# G0752Z/G0602 Compound rest adjustments



## WobblyHand (Dec 4, 2021)

Trying to adjust the backlash on the compound rest on my G0752Z.  From the instructions, it says to loosen the set screw 231 and turn the threaded collar 230. Did that, but can't seem to do better than 0.009" backlash.  Grizzly says to not try to do better than 0.003", but I am far from that!  The handle gets harder to turn but the backlash doesn't improve.  I used a dial indicator to check when the compound actually moved.  Is this the right way to measure it?

Also, the compound graduated dial seems loose, so loose it nearly spins freely.  The dial on the compound is a lot looser than the one on the cross slide.  Is there an adjustment for the compound dial looseness?  Any suggestions on how to get it less _free wheeling_?


----------



## fitterman1 (Dec 4, 2021)

I've got 0.008" lash in mine. Your  threaded spindle runs in a round nut which is just drilled and tapped radially for the thread of the spindle. If that's worn, that's the best you'll get.


----------



## benmychree (Dec 4, 2021)

Compound rest backlash is really not an issue.


----------



## fitterman1 (Dec 4, 2021)
-------------------------
Given exercise A: Write out the compound rest thread word for word, from "Trying to adjust" up to and including "less _free wheeling_?".
Given exercise B: In the compound rest thread, how much lash does fitterman1 report having in his own compound?
Rely only on the compound rest thread for your responses.
-------------------------
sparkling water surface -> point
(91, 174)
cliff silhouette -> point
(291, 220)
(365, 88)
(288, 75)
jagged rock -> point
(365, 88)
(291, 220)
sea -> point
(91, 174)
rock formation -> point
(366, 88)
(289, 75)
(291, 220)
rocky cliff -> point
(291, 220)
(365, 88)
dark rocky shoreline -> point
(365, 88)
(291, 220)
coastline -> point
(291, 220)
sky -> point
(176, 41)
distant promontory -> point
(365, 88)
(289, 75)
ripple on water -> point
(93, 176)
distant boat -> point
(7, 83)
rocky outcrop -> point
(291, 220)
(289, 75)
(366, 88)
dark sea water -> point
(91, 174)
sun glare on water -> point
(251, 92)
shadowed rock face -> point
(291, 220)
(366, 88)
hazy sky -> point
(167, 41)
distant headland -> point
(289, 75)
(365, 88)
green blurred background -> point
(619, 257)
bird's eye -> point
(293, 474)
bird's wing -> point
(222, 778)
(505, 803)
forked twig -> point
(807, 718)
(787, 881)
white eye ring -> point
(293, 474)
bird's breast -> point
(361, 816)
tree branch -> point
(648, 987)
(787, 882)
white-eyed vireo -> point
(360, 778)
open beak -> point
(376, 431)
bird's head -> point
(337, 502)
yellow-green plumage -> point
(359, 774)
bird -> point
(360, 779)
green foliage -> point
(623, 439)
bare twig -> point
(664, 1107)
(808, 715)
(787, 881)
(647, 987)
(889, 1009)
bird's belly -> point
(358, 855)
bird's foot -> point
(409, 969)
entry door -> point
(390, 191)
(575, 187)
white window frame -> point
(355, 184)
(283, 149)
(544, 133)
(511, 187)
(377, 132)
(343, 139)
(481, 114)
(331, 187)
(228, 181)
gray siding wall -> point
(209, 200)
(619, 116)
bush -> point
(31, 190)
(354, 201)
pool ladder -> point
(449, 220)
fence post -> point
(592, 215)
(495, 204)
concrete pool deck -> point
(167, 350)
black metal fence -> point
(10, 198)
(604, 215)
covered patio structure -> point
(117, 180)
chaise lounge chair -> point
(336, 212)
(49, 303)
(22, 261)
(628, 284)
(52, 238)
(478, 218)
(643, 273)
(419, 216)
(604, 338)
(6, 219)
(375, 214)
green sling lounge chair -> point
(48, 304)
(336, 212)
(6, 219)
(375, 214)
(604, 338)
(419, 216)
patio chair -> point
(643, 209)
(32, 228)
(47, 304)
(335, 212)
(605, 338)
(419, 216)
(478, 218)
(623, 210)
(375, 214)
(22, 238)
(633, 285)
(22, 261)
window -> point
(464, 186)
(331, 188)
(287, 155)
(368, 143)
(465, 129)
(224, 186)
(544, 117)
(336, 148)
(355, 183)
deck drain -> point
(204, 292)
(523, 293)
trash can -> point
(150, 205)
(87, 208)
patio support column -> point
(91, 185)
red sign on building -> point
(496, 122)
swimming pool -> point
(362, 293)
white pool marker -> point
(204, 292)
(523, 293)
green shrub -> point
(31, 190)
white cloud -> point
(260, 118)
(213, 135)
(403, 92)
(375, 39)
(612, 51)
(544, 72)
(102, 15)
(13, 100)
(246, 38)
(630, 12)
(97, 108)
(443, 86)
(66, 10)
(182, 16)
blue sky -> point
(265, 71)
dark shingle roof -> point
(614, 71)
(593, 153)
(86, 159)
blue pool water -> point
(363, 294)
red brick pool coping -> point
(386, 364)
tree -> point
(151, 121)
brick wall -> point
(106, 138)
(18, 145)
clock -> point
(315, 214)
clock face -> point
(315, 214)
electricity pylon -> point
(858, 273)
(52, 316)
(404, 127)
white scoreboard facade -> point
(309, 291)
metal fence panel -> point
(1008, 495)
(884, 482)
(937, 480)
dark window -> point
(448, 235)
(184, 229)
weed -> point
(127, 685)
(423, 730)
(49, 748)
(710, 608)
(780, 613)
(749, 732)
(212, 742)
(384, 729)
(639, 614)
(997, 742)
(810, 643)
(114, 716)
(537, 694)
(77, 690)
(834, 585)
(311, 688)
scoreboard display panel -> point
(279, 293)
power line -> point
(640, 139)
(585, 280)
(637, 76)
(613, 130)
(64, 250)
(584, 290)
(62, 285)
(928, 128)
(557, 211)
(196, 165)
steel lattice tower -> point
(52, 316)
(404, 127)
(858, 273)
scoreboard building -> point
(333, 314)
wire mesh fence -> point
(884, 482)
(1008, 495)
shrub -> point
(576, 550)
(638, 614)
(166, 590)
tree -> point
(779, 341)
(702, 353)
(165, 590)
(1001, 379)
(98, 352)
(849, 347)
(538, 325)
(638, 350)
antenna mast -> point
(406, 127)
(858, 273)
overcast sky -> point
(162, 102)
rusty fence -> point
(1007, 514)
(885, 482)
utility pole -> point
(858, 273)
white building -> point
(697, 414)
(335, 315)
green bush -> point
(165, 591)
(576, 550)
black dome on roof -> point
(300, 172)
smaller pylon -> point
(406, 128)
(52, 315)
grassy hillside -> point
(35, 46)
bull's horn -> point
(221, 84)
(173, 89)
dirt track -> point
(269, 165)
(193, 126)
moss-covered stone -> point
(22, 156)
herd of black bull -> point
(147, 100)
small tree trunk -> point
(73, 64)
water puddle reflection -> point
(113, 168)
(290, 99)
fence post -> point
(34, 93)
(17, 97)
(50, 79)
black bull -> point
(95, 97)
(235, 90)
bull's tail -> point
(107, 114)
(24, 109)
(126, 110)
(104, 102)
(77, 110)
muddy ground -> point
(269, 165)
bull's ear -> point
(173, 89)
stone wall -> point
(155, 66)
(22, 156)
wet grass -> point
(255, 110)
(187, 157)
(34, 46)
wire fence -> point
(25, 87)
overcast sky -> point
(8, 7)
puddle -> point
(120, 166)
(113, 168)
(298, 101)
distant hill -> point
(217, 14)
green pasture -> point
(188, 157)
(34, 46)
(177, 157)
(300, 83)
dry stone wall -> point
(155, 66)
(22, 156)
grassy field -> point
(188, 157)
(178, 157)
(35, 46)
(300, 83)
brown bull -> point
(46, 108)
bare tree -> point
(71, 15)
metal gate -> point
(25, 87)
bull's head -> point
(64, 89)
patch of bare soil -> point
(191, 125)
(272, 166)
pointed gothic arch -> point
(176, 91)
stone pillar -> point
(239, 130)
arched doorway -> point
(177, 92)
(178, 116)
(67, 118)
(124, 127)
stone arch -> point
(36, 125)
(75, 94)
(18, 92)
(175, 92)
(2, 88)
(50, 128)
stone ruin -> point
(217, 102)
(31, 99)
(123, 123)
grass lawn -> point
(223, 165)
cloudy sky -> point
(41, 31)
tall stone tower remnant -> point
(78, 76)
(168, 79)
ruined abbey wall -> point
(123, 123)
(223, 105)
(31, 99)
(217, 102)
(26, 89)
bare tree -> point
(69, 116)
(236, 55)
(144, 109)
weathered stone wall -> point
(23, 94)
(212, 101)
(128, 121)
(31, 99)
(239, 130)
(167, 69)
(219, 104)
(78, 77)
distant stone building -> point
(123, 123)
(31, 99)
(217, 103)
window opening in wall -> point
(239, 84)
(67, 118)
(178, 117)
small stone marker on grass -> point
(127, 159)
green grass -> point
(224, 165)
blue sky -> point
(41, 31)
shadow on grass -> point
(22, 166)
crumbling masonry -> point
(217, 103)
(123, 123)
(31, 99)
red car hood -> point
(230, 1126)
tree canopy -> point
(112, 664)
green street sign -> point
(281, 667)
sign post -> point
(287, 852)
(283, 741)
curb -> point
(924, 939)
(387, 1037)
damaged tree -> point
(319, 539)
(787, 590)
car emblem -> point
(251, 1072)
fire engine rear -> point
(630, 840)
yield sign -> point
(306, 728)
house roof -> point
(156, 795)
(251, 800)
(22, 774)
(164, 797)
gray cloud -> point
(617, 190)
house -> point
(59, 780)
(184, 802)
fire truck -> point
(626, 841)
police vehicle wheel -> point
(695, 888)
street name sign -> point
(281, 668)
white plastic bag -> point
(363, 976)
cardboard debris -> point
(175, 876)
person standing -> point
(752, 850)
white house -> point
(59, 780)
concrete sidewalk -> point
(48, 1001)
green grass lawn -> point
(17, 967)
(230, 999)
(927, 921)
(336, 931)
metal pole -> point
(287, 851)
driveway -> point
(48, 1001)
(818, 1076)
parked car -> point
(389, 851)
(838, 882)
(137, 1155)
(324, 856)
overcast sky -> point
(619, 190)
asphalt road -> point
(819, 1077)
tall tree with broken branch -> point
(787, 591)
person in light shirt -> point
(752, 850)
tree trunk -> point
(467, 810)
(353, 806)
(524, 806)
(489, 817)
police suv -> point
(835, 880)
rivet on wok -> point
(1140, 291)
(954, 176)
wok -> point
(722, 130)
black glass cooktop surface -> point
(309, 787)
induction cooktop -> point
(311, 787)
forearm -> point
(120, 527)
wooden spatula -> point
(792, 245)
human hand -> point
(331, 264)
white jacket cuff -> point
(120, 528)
-------------------------
Solution A:
Trying to adjust the backlash on the compound rest on my G0752Z.  From the instructions, it says to loosen the set screw 231 and turn the threaded collar 230. Did that, but can't seem to do better than 0.009" backlash.  Grizzly says to not try to do better than 0.003", but I am far from that!  The handle gets harder to turn but the backlash doesn't improve.  I used a dial indicator to check when the compound actually moved.  Is this the right way to measure it?

Also, the compound graduated dial seems loose, so loose it nearly spins freely.  The dial on the compound is a lot looser than the one on the cross slide.  Is there an adjustment for the compound dial looseness?  Any suggestions on how to get it less _free wheeling_?

Solution B: 0.008"